Manchester is the most popular target market, attracting £8.2 billion of commercial property investment in the past decade – ahead of Birmingham (£6.5bn) and Glasgow (£5.3bn). Manchester also performed better than Birmingham on a per capita basis, although two other large cities (Glasgow and Leeds) and four smaller cities (Aberdeen, Edinburgh, Cardiff, and Bristol) perform better in this per capita ranking than both.
The report identifies the key factors behind a city’s success – civic leadership, talent in growing sectors, quality of life and infrastructure – and softer indicators, including the number of 5 star hotels or Michelin star restaurants.
The findings show that investors have diversified their property holdings as part of the recent economic recovery with emerging investment sectors such as healthcare and student housing increasing their share of the market. Prior to the financial crisis, these assets accounted for 3 per cent of investment; this has trebled to around 10 per cent of total investment volumes.

(Entries drawn from a collection)
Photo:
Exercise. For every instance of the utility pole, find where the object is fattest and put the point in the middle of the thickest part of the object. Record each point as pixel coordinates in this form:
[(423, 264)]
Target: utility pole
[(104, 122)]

* EXERCISE REQUIREMENTS
[1] Retype the passage on city property investment, starting with "Manchester is the" and going on through "Michelin star restaurants.".
[2] Please continue the passage on city property investment from the point where it stops.

* ANSWERS FOR THIS EXERCISE
[1]
Manchester is the most popular target market, attracting £8.2 billion of commercial property investment in the past decade – ahead of Birmingham (£6.5bn) and Glasgow (£5.3bn). Manchester also performed better than Birmingham on a per capita basis, although two other large cities (Glasgow and Leeds) and four smaller cities (Aberdeen, Edinburgh, Cardiff, and Bristol) perform better in this per capita ranking than both.
The report identifies the key factors behind a city’s success – civic leadership, talent in growing sectors, quality of life and infrastructure – and softer indicators, including the number of 5 star hotels or Michelin star restaurants.

[2]
The figures arrives as a separate CBRE study found that total return on investment from UK commercial property reached 14 per cent at the end of 2015 – below the peak of 19.7 per cent recorded in 2014 but above 2013’s 11.5 per cent. December delivered returns of 1.1 per cent for the month.
Overall, rental values across all property types grew by 4 per cent in 2015, the highest growth rate since the recession. Rental value growth remained stable in December at 0.4 per cent, where it has been since September, ending the year significantly higher than the 0.2 per cent recorded in January 2015 and ahead of the 0.3 per cent monthly average for 2015.
Capital value growth across all commercial property sectors and regions also remained flat in December at 0.7 per cent, having been below 1 per cent since January 2015.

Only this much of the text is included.